Top of Provided data

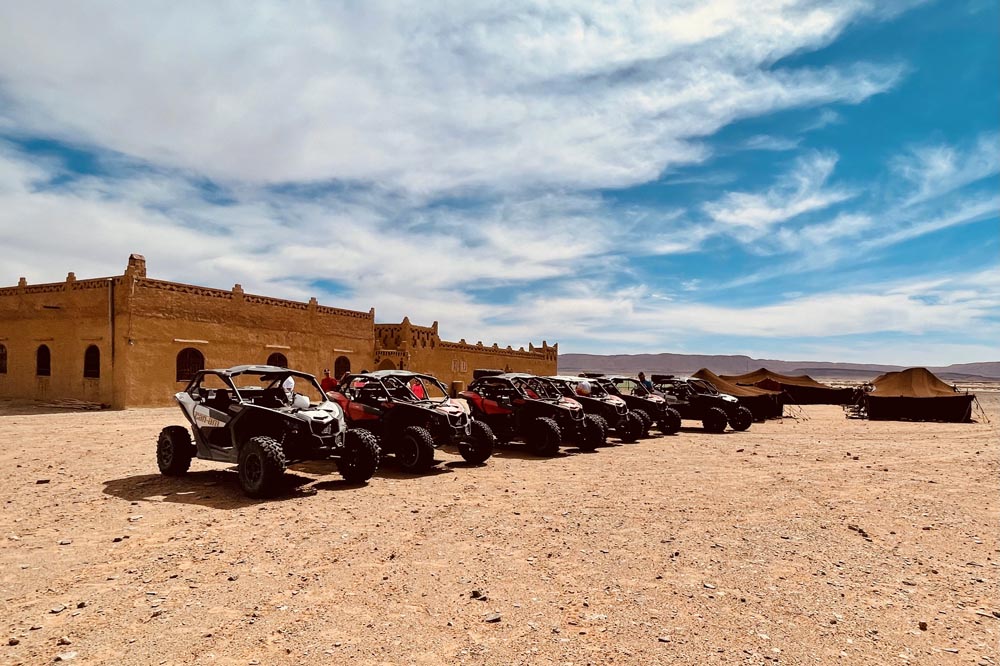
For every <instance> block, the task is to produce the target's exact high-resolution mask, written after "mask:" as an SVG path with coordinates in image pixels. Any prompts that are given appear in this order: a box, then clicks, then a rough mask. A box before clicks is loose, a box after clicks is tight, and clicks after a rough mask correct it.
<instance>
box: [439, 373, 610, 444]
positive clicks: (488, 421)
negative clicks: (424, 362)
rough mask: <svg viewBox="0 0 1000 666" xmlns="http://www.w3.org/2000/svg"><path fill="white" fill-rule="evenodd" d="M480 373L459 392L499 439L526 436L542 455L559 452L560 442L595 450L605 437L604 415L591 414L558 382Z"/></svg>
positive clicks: (521, 439) (514, 373) (474, 412)
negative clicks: (604, 435) (588, 414)
mask: <svg viewBox="0 0 1000 666" xmlns="http://www.w3.org/2000/svg"><path fill="white" fill-rule="evenodd" d="M478 374H479V375H480V376H479V377H478V378H477V379H475V380H473V382H472V383H471V384H469V388H468V390H466V391H462V392H461V393H460V394H459V397H462V398H465V400H466V401H467V402H468V403H469V406H470V408H471V410H472V414H473V416H474V417H475V419H476V421H483V422H485V423H488V424H489V425H490V427H491V428H492V429H493V432H494V433H496V435H497V438H498V440H499V441H501V442H505V443H506V442H512V441H523V442H525V443H526V444H527V445H528V449H529V450H530V451H531V452H532V453H534V454H535V455H539V456H551V455H555V454H556V453H557V452H558V451H559V447H560V446H574V445H575V446H577V447H579V448H581V449H583V450H585V451H593V450H594V449H596V448H597V447H598V446H600V445H601V444H603V443H604V433H603V432H602V430H601V426H600V424H599V423H598V421H597V420H596V419H593V418H591V417H589V416H587V415H586V414H585V413H584V411H583V407H581V406H580V403H579V402H577V401H575V400H571V399H569V398H565V397H563V396H562V395H561V394H560V393H559V390H558V389H557V388H556V387H555V385H554V384H553V383H552V382H550V381H548V380H546V379H543V378H541V377H536V376H534V375H528V374H523V373H504V372H496V373H494V374H490V373H486V372H480V373H478Z"/></svg>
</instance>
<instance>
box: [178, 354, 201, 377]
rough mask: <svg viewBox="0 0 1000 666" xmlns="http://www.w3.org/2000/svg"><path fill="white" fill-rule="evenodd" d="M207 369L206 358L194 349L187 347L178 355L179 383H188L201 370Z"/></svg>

Bottom of Provided data

#### How to complete this task
Within the entries above, report how many lines include "positive", and keep the answer to the number.

#### Reply
2